Reproduce each of the records below line for line, without altering a single character.

--- Start of DATA EXCERPTS ---

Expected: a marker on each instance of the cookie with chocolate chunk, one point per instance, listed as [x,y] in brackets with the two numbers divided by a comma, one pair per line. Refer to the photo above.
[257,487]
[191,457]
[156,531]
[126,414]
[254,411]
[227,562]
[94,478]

--- End of DATA EXCERPTS ---

§ **TASK RESPONSE**:
Expected: a marker on each instance of the cookie with chocolate chunk, one point per instance, listed as [x,y] in brackets with the two numbers divided by a comma, one pair per line. Refer to the photo above.
[257,487]
[191,457]
[156,531]
[126,414]
[254,411]
[227,562]
[94,478]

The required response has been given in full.